What to produce ->
What is needed is an exact copy of all the data.

Information provided ->
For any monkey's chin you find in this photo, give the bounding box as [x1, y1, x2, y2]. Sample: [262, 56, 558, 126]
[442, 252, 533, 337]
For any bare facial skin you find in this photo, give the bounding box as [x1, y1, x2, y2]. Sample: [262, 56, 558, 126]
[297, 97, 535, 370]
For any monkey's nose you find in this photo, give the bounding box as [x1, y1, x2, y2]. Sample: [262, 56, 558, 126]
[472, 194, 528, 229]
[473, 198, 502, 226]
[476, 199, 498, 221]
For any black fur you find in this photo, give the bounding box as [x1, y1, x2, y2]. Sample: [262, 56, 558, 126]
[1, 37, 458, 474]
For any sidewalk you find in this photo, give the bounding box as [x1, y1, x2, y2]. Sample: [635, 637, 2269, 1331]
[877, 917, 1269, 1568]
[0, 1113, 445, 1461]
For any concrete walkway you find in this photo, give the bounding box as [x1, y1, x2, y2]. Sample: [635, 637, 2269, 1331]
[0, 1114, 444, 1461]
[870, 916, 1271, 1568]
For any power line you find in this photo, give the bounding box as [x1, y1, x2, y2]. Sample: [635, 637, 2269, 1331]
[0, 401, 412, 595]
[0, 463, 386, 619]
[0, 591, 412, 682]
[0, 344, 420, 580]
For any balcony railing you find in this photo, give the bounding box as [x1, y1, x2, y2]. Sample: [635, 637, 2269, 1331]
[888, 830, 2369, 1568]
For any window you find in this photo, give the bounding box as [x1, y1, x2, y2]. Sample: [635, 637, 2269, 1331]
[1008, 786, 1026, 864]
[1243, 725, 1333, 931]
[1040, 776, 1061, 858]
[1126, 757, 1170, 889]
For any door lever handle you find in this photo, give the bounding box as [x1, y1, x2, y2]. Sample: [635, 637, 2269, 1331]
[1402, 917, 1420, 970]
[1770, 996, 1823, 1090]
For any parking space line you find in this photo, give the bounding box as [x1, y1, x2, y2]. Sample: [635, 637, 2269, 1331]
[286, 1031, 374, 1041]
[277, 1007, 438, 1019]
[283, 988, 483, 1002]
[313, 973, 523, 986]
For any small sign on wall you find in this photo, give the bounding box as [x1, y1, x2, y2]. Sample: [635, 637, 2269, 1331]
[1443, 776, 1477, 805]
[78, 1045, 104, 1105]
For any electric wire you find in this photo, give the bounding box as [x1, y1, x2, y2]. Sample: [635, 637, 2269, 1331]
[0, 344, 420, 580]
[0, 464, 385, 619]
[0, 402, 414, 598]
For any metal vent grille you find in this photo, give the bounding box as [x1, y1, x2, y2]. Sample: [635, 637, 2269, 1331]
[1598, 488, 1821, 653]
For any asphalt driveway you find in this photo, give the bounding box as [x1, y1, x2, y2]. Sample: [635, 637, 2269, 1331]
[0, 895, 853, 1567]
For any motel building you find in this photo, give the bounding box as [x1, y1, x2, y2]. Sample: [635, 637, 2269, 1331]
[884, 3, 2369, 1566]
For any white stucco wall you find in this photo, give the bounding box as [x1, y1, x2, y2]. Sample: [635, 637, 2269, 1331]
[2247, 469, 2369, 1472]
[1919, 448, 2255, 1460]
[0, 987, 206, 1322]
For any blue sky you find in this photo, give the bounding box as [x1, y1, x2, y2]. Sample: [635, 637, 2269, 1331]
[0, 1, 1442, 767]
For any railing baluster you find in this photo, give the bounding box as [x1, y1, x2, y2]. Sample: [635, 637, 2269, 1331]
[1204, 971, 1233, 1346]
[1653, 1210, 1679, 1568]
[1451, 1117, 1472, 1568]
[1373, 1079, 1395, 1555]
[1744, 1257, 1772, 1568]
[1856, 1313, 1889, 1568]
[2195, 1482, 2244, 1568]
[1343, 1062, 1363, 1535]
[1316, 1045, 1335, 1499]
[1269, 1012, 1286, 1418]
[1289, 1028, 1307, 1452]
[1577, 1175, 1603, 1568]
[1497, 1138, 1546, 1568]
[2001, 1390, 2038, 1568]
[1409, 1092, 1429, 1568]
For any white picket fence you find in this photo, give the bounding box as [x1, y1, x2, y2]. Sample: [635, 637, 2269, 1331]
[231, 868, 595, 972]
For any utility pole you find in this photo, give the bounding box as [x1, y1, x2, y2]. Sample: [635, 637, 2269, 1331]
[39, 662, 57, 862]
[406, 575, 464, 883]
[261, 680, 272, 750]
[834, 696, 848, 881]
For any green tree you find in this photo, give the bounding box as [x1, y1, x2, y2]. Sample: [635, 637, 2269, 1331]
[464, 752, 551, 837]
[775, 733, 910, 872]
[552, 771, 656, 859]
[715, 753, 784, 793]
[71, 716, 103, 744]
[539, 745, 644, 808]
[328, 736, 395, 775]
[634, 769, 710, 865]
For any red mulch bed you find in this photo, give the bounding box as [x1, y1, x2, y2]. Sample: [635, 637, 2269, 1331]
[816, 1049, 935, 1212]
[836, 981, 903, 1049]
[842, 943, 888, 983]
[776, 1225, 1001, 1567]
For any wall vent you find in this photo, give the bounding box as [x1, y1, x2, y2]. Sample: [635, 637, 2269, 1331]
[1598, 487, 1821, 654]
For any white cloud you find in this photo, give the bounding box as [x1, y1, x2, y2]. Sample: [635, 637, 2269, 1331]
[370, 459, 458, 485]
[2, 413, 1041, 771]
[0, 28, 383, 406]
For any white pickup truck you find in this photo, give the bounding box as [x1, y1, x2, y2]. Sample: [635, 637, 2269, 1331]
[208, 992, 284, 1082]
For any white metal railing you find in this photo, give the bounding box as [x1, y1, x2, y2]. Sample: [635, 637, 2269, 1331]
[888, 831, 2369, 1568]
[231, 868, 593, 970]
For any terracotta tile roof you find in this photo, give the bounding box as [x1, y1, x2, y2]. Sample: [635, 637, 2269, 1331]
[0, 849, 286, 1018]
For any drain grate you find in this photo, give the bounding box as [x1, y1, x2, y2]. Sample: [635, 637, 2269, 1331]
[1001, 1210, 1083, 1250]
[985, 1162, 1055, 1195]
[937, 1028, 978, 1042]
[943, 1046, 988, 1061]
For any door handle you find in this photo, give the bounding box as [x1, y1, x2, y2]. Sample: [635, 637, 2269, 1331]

Expected answer ->
For any monkey's chin you find in this photo, give the bounding box as [x1, y1, x2, y2]. Sample: [262, 56, 558, 126]
[442, 252, 533, 337]
For any bare facial skin you find in this photo, give the bounding box as [x1, y1, x2, y2]. Sample: [262, 56, 558, 126]
[297, 97, 535, 370]
For any monkey's nose you find in this photo, give the bounding box as [x1, y1, x2, y2]. Sample: [262, 56, 558, 126]
[472, 194, 528, 229]
[473, 198, 502, 226]
[476, 199, 498, 221]
For any black fur you find in this photo, give the bounding box as [x1, y1, x2, y2]. Sample: [262, 56, 558, 126]
[1, 37, 458, 474]
For any sidewalk you find in this photo, give the bounding box as [x1, y1, x2, y2]. Sample: [635, 637, 2269, 1331]
[877, 917, 1269, 1568]
[0, 1113, 445, 1461]
For any concrete walkway you find in this photo, give the bounding box as [x1, y1, x2, y2]. Sample: [635, 637, 2269, 1331]
[0, 1114, 444, 1461]
[870, 916, 1271, 1568]
For any power line you find in this photo, give the bounding box as [x1, y1, x2, y2]. Sample: [635, 637, 2269, 1331]
[0, 401, 412, 595]
[0, 463, 386, 619]
[0, 591, 412, 682]
[0, 344, 420, 580]
For any balcony railing you find in this photo, give the bounding box as [x1, y1, x2, y2]. Sample: [635, 637, 2269, 1331]
[888, 830, 2369, 1568]
For any window you find in this photo, give the bounding box as [x1, y1, x2, y2]. Sample: [635, 637, 2269, 1331]
[1008, 786, 1026, 864]
[1243, 725, 1333, 931]
[1040, 776, 1061, 858]
[1126, 757, 1170, 889]
For any door lever handle you find in this photo, give the bounding box as [x1, y1, x2, y2]. Sample: [635, 637, 2269, 1331]
[1402, 917, 1420, 970]
[1770, 996, 1823, 1090]
For any parking space line you find in this photo, give the bounding box as [x1, y1, x2, y2]. Sample: [635, 637, 2269, 1331]
[286, 1031, 374, 1041]
[277, 1007, 438, 1019]
[283, 988, 483, 1002]
[313, 973, 523, 986]
For any small sign on wall you find in this photo, give the bounding box as [x1, y1, x2, y2]. Sample: [635, 637, 2269, 1331]
[1443, 776, 1477, 805]
[78, 1045, 104, 1105]
For any electric wire you find in this photo, give the bounding box as [x1, y1, x2, y2]. Sample: [635, 637, 2269, 1331]
[0, 344, 420, 580]
[0, 464, 385, 619]
[0, 402, 414, 598]
For any metal vent grille you find in this photo, give the bounding box as [x1, y1, x2, y2]. Sample: [635, 637, 2269, 1331]
[1598, 488, 1821, 653]
For any asphalt driveway you find in this photo, give the bounding box as [x1, y1, x2, y2]. Sample: [635, 637, 2269, 1331]
[0, 895, 853, 1567]
For any motel building you find in this photo, give the bounding box as [x1, y1, x2, y2]. Sample: [635, 637, 2269, 1331]
[884, 3, 2369, 1566]
For any white stucco wall you find in this photo, give the bounding box as [x1, y1, x2, y2]. Sample: [635, 637, 2269, 1331]
[2247, 469, 2369, 1472]
[1919, 448, 2255, 1460]
[0, 987, 206, 1322]
For any blue sky you find in this photo, give the bounding box as [x1, y1, x2, y2]. Sample: [635, 637, 2269, 1331]
[0, 1, 1442, 767]
For any railing baluster you find in this photo, give the bounding box as [x1, y1, x2, y2]. Sample: [635, 637, 2269, 1331]
[1204, 971, 1233, 1346]
[1653, 1210, 1679, 1568]
[1451, 1117, 1472, 1568]
[1373, 1079, 1395, 1555]
[1744, 1257, 1772, 1568]
[1856, 1313, 1889, 1568]
[2195, 1482, 2244, 1568]
[1343, 1062, 1363, 1535]
[1316, 1045, 1335, 1499]
[1269, 1012, 1286, 1418]
[1289, 1028, 1307, 1452]
[1577, 1175, 1603, 1568]
[1497, 1138, 1546, 1568]
[2001, 1390, 2038, 1568]
[1409, 1092, 1429, 1568]
For any white picket fence you find in this photo, give the bounding box as [x1, y1, x2, y2]. Sample: [635, 637, 2269, 1331]
[231, 868, 595, 972]
For any utility pole you find in this photo, give the bounding box as [x1, y1, x2, y2]. Sample: [635, 637, 2269, 1331]
[39, 662, 57, 862]
[406, 575, 464, 883]
[261, 680, 272, 750]
[834, 696, 848, 881]
For any green tree you find in this photo, give the bounding box as [x1, y1, x2, y2]. Sample: [635, 637, 2269, 1331]
[464, 752, 551, 837]
[775, 733, 910, 872]
[552, 771, 656, 859]
[715, 753, 784, 793]
[71, 716, 103, 744]
[539, 745, 644, 808]
[328, 736, 395, 775]
[634, 769, 710, 865]
For any red mulch bed you find in this photo, give the bounding box as [x1, y1, x2, y2]. Sample: [635, 637, 2269, 1331]
[816, 1049, 935, 1212]
[836, 981, 903, 1049]
[842, 943, 888, 983]
[776, 1225, 1001, 1567]
For any wall vent you find in this photo, give the bounding box as [x1, y1, x2, y2]. Sample: [635, 637, 2269, 1331]
[1598, 487, 1821, 654]
For any white cloud you find in this photo, give the bounding box as [x1, y1, x2, y2]. Sample: [635, 637, 2269, 1331]
[370, 459, 458, 485]
[2, 413, 1041, 771]
[0, 28, 383, 406]
For any white pickup truck you find in this photo, give the bounding box as [x1, y1, x2, y2]. Sample: [635, 637, 2269, 1331]
[208, 992, 284, 1082]
For any white metal railing you find in this photo, give the bounding box as [x1, y1, x2, y2]. Sample: [635, 637, 2269, 1331]
[888, 831, 2369, 1568]
[231, 868, 593, 970]
For any terracotta tile roof you find in this photo, give the bounding box as [x1, y1, x2, y2]. Sample: [635, 637, 2269, 1331]
[0, 849, 286, 1018]
For any drain grate you find in this photo, give the bounding box as [x1, y1, x2, y2]. Sample: [635, 637, 2269, 1331]
[1001, 1210, 1083, 1250]
[985, 1162, 1055, 1195]
[937, 1028, 978, 1042]
[943, 1046, 988, 1061]
For any door handle you find in this photo, give the bounding box as [x1, y1, x2, y2]. Sample: [635, 637, 2269, 1331]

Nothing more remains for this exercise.